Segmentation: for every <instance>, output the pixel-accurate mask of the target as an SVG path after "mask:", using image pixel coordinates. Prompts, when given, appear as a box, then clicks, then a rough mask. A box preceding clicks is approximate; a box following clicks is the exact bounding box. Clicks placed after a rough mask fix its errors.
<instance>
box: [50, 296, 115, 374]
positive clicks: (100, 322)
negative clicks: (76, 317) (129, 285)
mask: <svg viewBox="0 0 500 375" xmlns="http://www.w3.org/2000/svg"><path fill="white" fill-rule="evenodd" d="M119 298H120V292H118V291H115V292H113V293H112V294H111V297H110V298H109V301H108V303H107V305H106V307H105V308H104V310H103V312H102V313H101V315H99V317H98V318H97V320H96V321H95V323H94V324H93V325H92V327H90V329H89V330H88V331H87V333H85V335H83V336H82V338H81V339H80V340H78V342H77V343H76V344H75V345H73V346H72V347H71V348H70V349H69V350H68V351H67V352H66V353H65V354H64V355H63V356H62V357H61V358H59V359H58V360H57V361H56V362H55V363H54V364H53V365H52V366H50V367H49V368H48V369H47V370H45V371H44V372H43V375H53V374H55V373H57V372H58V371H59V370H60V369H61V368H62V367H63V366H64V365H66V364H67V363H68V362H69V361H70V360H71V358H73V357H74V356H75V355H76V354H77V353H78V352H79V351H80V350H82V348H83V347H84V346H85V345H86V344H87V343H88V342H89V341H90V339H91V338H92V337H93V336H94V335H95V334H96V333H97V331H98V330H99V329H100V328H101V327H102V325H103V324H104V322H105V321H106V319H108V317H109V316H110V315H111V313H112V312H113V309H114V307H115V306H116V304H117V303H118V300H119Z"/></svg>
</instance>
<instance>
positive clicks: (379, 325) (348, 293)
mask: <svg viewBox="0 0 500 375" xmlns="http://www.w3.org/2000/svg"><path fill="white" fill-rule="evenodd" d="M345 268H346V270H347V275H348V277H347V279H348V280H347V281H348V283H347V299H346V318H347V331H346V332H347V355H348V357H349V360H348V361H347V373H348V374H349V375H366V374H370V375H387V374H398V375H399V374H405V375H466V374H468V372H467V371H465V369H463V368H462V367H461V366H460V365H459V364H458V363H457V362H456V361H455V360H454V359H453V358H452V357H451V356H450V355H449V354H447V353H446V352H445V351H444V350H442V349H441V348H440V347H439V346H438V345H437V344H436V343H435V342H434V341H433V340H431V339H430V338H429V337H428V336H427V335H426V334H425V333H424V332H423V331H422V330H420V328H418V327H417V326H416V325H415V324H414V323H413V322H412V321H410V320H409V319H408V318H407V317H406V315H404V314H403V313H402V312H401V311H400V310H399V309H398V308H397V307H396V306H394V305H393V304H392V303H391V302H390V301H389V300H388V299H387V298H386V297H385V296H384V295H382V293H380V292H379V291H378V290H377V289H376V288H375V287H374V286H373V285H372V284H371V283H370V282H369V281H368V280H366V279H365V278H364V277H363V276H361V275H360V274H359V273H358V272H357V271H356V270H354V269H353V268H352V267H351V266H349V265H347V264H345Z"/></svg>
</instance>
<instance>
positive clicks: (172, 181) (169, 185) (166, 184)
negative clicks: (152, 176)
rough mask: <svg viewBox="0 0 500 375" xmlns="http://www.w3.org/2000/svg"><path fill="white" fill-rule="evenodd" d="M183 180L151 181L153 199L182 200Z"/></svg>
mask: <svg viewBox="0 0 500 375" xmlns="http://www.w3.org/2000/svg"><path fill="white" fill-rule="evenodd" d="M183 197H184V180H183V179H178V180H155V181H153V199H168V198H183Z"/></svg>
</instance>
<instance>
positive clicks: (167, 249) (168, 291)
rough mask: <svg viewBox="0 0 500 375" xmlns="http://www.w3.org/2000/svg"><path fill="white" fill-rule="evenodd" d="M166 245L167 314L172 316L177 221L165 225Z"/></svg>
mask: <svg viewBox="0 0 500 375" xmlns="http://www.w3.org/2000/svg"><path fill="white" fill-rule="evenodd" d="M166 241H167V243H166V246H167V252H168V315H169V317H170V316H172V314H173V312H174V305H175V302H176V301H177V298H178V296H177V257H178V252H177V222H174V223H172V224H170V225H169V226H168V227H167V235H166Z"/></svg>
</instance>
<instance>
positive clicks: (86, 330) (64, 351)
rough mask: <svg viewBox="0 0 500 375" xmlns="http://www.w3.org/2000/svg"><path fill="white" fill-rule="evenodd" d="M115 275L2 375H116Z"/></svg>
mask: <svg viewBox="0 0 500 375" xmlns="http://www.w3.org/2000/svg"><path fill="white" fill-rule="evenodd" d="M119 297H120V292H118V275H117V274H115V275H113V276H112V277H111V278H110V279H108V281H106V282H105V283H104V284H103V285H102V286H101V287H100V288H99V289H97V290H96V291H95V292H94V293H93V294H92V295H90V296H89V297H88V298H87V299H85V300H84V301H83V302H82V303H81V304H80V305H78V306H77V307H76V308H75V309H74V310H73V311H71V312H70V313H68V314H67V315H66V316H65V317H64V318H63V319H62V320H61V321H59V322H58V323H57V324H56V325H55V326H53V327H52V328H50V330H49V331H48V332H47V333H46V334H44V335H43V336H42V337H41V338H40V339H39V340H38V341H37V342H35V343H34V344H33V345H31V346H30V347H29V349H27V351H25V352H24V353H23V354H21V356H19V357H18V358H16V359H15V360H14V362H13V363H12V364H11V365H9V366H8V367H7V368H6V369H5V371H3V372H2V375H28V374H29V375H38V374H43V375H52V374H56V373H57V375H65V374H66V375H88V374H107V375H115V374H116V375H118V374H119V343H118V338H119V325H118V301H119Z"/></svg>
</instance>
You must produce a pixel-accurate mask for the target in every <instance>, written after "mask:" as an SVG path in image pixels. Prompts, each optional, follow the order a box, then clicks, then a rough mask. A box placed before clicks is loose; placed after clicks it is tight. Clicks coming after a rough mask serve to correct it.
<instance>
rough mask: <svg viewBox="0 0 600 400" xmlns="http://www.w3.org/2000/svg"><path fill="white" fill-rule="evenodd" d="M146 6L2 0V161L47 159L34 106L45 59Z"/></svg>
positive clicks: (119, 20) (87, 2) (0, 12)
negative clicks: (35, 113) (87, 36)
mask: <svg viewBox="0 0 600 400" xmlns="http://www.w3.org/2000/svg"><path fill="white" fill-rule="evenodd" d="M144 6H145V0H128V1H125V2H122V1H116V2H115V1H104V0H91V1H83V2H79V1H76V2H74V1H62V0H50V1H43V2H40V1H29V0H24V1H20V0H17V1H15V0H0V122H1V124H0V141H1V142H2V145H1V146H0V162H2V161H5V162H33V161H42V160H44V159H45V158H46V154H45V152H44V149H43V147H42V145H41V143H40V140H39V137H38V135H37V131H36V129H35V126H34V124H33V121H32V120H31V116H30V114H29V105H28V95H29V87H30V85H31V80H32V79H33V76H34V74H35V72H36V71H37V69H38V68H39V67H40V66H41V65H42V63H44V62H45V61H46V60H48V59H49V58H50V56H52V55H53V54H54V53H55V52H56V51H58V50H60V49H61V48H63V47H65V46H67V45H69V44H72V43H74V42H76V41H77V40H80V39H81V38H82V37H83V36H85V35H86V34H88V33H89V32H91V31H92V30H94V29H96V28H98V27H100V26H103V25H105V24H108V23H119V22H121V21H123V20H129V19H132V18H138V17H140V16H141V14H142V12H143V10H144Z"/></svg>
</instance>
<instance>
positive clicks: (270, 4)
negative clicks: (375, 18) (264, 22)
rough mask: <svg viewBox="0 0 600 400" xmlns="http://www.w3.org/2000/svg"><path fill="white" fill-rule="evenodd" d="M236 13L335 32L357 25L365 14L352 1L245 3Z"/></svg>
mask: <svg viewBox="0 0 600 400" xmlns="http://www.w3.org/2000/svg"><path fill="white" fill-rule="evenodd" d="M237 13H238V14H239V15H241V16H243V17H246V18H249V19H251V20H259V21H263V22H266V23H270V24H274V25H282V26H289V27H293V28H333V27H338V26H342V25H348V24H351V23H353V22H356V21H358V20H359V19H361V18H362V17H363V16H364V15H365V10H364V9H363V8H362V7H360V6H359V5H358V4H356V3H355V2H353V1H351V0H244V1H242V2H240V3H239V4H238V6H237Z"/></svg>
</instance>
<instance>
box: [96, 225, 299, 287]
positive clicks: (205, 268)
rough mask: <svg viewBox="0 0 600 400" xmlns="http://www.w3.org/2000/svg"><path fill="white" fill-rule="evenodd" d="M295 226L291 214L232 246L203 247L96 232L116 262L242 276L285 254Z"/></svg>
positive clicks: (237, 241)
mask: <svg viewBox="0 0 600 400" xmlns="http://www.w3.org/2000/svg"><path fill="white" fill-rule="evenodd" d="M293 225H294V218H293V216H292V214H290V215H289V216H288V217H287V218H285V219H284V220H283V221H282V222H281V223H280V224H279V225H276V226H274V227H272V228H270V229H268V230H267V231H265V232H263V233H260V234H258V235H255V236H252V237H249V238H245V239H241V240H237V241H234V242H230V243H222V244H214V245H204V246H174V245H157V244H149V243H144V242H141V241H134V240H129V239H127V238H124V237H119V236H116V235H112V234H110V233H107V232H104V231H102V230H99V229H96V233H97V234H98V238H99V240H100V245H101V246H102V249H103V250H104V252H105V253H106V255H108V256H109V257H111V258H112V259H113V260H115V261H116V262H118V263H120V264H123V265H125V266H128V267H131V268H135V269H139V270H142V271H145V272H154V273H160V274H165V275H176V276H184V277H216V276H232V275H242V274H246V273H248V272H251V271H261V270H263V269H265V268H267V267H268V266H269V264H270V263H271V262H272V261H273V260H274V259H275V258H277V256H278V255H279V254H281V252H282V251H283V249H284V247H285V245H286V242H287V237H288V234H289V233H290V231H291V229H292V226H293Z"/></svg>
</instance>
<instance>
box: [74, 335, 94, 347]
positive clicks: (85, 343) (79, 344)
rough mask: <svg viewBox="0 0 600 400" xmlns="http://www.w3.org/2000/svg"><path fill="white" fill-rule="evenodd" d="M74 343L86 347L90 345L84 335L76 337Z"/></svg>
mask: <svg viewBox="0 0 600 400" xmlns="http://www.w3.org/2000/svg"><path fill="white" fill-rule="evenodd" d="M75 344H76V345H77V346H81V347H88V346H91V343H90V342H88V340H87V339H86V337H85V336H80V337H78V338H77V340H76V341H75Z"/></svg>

WORK INSTRUCTIONS: In the data above, how many lines hold the string "then"? Give the number by itself.

REPLY: 2